Among the lines below, a stretch begins at the one with "Query: white-bellied chachalaca" and ends at the one with "blurred background, placing a dot on each.". Repeat that stretch exactly, ends included.

[Point localization data]
---*---
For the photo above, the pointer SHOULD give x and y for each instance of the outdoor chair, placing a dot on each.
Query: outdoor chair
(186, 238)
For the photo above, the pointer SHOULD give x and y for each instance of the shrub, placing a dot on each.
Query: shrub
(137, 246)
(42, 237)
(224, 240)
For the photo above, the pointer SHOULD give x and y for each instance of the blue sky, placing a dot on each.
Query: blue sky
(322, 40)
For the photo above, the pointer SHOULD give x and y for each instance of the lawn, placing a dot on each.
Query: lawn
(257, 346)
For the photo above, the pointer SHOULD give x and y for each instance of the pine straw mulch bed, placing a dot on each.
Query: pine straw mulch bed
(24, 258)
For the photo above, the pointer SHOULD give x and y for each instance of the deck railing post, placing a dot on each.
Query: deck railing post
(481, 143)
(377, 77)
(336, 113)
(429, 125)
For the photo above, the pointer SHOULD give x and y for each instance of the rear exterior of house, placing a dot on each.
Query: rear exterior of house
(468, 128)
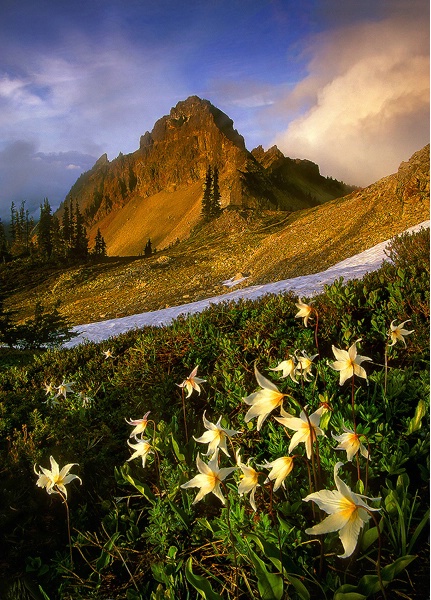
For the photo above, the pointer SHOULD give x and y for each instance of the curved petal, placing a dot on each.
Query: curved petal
(349, 534)
(334, 522)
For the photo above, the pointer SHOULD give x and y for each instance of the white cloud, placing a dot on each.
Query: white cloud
(366, 101)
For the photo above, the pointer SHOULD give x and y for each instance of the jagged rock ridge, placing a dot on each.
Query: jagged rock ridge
(156, 191)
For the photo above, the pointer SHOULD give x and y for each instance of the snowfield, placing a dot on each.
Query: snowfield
(305, 287)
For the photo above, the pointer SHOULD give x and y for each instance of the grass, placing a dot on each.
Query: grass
(135, 532)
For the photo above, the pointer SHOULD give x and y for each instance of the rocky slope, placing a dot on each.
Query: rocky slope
(156, 192)
(265, 245)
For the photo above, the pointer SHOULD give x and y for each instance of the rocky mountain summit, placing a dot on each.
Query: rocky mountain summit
(156, 191)
(266, 246)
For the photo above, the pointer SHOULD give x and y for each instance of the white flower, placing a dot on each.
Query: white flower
(348, 363)
(249, 481)
(288, 368)
(280, 469)
(305, 363)
(142, 449)
(192, 383)
(397, 333)
(347, 513)
(215, 437)
(351, 443)
(138, 424)
(209, 478)
(54, 480)
(64, 388)
(305, 311)
(307, 430)
(262, 402)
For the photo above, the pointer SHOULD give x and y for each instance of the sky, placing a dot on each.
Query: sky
(344, 84)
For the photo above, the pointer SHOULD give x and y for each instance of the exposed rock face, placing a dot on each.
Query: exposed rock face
(173, 158)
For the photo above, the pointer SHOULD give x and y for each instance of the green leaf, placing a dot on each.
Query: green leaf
(181, 457)
(370, 537)
(369, 584)
(143, 488)
(418, 530)
(200, 584)
(391, 571)
(270, 585)
(300, 588)
(416, 420)
(352, 595)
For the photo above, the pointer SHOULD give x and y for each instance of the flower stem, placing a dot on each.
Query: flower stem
(68, 527)
(184, 415)
(379, 554)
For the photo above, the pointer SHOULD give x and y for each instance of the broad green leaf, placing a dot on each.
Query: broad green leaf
(349, 595)
(416, 420)
(200, 584)
(391, 571)
(177, 450)
(300, 588)
(269, 584)
(143, 488)
(418, 530)
(369, 538)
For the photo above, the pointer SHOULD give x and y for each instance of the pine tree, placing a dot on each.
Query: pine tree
(44, 230)
(215, 196)
(99, 245)
(206, 200)
(148, 249)
(4, 246)
(80, 239)
(211, 206)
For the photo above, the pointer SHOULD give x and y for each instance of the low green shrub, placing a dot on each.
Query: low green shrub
(137, 533)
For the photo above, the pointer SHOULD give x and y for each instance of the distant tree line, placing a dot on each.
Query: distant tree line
(51, 238)
(211, 205)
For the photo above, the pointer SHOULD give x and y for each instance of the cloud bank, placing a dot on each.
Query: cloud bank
(364, 105)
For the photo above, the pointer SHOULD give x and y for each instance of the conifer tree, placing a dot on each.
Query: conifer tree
(99, 244)
(215, 196)
(148, 249)
(206, 200)
(4, 246)
(44, 230)
(80, 239)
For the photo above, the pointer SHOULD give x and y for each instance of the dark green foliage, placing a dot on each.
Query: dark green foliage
(99, 245)
(136, 534)
(148, 251)
(44, 330)
(211, 206)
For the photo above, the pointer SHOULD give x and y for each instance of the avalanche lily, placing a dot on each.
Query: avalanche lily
(142, 449)
(215, 437)
(54, 480)
(305, 311)
(264, 401)
(280, 469)
(347, 512)
(351, 443)
(305, 363)
(209, 478)
(139, 424)
(192, 383)
(348, 363)
(307, 430)
(249, 482)
(397, 333)
(287, 367)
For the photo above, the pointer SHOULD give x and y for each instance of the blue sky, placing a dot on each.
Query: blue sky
(345, 84)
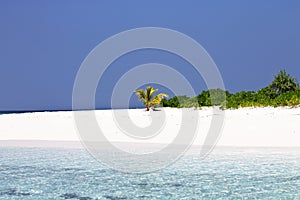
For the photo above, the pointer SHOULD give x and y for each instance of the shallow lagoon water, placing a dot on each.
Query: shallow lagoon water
(227, 173)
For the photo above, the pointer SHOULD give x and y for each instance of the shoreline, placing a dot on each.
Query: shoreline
(243, 127)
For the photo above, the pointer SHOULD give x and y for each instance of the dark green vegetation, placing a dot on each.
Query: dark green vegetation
(283, 91)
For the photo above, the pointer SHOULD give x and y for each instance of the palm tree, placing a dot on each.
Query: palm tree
(284, 82)
(148, 97)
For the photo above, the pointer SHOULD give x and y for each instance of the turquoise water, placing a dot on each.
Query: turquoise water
(48, 173)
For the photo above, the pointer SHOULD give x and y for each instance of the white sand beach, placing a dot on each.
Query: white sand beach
(245, 127)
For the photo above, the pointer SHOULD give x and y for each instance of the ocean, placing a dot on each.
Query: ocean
(227, 173)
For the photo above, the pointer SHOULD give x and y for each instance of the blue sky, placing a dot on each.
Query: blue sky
(43, 43)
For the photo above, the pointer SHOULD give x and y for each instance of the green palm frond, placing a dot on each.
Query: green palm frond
(148, 96)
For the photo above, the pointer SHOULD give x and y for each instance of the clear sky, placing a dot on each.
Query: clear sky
(43, 43)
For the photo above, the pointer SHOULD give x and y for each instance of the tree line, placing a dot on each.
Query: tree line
(282, 91)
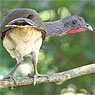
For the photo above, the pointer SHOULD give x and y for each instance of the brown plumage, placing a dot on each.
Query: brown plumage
(23, 32)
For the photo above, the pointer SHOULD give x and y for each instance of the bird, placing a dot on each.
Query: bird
(23, 31)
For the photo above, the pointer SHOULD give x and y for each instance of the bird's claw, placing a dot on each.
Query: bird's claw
(11, 77)
(38, 75)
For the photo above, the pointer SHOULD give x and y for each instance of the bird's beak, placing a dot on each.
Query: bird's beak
(30, 22)
(87, 26)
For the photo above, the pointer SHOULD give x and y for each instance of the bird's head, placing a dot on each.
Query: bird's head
(74, 24)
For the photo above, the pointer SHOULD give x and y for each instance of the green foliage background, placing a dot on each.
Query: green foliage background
(57, 53)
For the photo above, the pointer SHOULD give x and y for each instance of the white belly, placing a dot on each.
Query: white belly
(23, 41)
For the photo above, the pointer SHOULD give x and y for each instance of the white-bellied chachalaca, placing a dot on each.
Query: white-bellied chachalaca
(23, 31)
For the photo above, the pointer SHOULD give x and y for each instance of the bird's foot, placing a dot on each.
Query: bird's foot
(38, 75)
(10, 76)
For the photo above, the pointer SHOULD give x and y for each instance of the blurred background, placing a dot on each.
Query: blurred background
(57, 53)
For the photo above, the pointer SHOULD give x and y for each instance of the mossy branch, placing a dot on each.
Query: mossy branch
(56, 77)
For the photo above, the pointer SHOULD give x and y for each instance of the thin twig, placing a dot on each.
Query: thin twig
(56, 77)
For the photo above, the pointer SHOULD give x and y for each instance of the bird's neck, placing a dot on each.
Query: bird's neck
(54, 28)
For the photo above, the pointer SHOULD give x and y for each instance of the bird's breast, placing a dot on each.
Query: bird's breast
(24, 39)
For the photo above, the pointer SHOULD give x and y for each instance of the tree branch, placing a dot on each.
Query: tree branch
(57, 77)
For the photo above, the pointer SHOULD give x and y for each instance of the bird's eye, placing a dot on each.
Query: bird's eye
(74, 22)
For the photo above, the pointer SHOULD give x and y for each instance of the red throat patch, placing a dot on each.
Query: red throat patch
(76, 30)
---*---
EXERCISE SOLUTION —
Query: white-bellied chachalaca
(23, 31)
For the photo above, the pointer SHOULD give x and y for each instance of the bird's foot, placing a dot on each.
Query: bird's foot
(38, 75)
(10, 76)
For the photo above, the pointer SHOULD give x and y for each instance of the blurred background, placing a dot on each.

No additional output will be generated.